** begin Entries supplied **

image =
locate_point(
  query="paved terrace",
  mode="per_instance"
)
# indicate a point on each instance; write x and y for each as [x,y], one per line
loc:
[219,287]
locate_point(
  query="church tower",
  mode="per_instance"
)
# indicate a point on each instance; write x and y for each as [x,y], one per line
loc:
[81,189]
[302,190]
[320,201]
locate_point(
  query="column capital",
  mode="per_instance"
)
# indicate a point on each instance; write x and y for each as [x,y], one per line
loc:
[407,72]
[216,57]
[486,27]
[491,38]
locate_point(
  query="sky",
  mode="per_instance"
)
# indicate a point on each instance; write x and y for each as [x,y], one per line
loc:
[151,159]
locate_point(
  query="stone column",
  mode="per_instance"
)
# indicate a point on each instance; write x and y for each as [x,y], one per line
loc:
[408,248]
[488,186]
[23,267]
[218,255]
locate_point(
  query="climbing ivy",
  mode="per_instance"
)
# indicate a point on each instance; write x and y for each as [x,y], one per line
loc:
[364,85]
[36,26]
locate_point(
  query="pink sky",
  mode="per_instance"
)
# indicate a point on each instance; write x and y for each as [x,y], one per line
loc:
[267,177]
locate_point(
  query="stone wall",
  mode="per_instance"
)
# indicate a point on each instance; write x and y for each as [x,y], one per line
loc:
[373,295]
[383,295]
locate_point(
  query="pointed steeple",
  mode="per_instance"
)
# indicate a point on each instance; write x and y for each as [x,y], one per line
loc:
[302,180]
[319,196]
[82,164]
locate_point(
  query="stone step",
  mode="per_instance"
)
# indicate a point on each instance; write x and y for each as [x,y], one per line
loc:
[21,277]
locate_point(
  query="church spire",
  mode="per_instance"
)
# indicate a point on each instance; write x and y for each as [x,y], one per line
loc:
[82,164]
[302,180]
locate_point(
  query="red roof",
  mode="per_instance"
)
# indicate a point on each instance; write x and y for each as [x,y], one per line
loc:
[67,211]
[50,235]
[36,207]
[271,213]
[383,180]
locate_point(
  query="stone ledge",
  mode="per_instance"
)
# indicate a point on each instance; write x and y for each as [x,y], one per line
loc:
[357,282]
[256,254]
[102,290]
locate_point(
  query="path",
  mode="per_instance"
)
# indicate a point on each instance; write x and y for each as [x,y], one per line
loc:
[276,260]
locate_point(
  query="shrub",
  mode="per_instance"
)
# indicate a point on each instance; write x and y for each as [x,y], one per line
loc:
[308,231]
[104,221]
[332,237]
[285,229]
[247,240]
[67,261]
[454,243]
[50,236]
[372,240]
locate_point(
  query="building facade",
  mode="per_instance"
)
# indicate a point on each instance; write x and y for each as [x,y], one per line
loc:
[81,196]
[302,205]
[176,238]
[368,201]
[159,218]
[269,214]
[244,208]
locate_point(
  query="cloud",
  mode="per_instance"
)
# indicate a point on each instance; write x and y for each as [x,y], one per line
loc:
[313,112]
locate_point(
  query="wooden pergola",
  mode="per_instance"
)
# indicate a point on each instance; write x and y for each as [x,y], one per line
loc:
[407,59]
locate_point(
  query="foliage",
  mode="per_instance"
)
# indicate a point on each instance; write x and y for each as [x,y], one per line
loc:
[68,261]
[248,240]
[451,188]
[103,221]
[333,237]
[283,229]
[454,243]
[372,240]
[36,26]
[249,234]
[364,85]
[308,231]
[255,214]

** end Entries supplied **

(Exercise goal) Set every line of the listing down word for word.

(Response)
image =
locate_point(
  query="paved terrace",
  mode="per_instance"
)
# indicate a point on each instance; write x and y for each as [x,y], one per line
loc:
[219,287]
locate_point(
  query="church tower",
  mode="per_instance"
)
# indicate a point on each instance; write x and y for each as [x,y], one per line
loc:
[81,189]
[302,190]
[320,201]
locate_point(
  query="column capital",
  mode="per_instance"
)
# indicate a point on each instance; write x and y for each as [x,y], one per line
loc:
[407,72]
[216,57]
[486,27]
[491,38]
locate_point(
  query="sky",
  mode="per_instance"
)
# indicate a point on each instance; write x and y for each as [x,y], one per line
loc:
[151,159]
locate_point(
  query="stone column",
  mode="per_instance"
)
# indicate a point on each instance; write x and y for each as [x,y], one per line
loc:
[408,248]
[488,186]
[23,267]
[218,255]
locate_point(
  query="climbing ivy",
  mode="per_instance"
)
# indicate a point on each instance; write x and y for each as [x,y], one per line
loc:
[364,85]
[36,26]
locate_point(
  query="pink sky",
  mode="per_instance"
)
# indicate a point on each instance; write x and y for each as [x,y], one per line
loc:
[267,177]
locate_point(
  query="stone wall",
  mode="per_instance"
)
# indicate a point on each instance; write x and y for each as [x,y], one per line
loc:
[373,295]
[383,295]
locate_point(
  query="pointed steeple",
  mode="per_instance"
)
# indicate a point on each instance; write x and y for each as [x,y], one per line
loc:
[302,180]
[319,196]
[82,164]
locate_point(
  query="stone step",
  mode="per_instance"
)
# indicate a point on each instance; write x and y for each as [x,y], one per line
loc:
[21,277]
locate_point(
  query="church spire",
  mode="per_instance"
)
# indicate a point on each instance; write x and y for each as [x,y], one per line
loc:
[82,164]
[302,180]
locate_point(
  query="red roof",
  mode="per_instance"
)
# indicate a point on each instance; write x and y for each as [x,y], one per line
loc:
[67,211]
[50,235]
[36,207]
[271,213]
[383,180]
locate_point(
  query="stone ledge",
  mode="per_instance"
)
# indicate a point on each instance; write x and y for each as [x,y], one per line
loc:
[357,282]
[256,254]
[102,290]
locate_point(
  query="path",
  mode="per_instance"
)
# indicate a point on each instance; write x and y for each as [x,y], one per line
loc:
[276,260]
locate_point(
  query="shrub",
  mode="per_instance"
)
# indicate a point on each instance; write x and y for each as [x,y], one per line
loc:
[308,231]
[104,221]
[332,237]
[285,229]
[247,240]
[67,261]
[454,243]
[50,236]
[372,240]
locate_point(
  query="building facade",
  mode="per_instance"
)
# indicate a point on each instance; write x and y for each as [x,y], one per line
loc:
[81,196]
[302,205]
[176,238]
[368,201]
[159,218]
[269,214]
[244,208]
locate_point(
  query="cloud",
  mode="per_instance"
)
# indicate a point on each instance; write x and y for each as [x,y], one per line
loc:
[313,112]
locate_point(
  query="wooden pergola",
  mode="per_instance"
)
# indicate a point on each instance; write x and y for each as [x,y], one per line
loc:
[407,59]
locate_point(
  query="foliage",
  mode="per_instance"
)
# indicate a point on each instance; write x and y for each as [x,y], one per line
loc:
[68,261]
[248,240]
[451,188]
[103,221]
[333,237]
[283,229]
[454,243]
[372,240]
[36,26]
[249,234]
[364,85]
[308,231]
[255,214]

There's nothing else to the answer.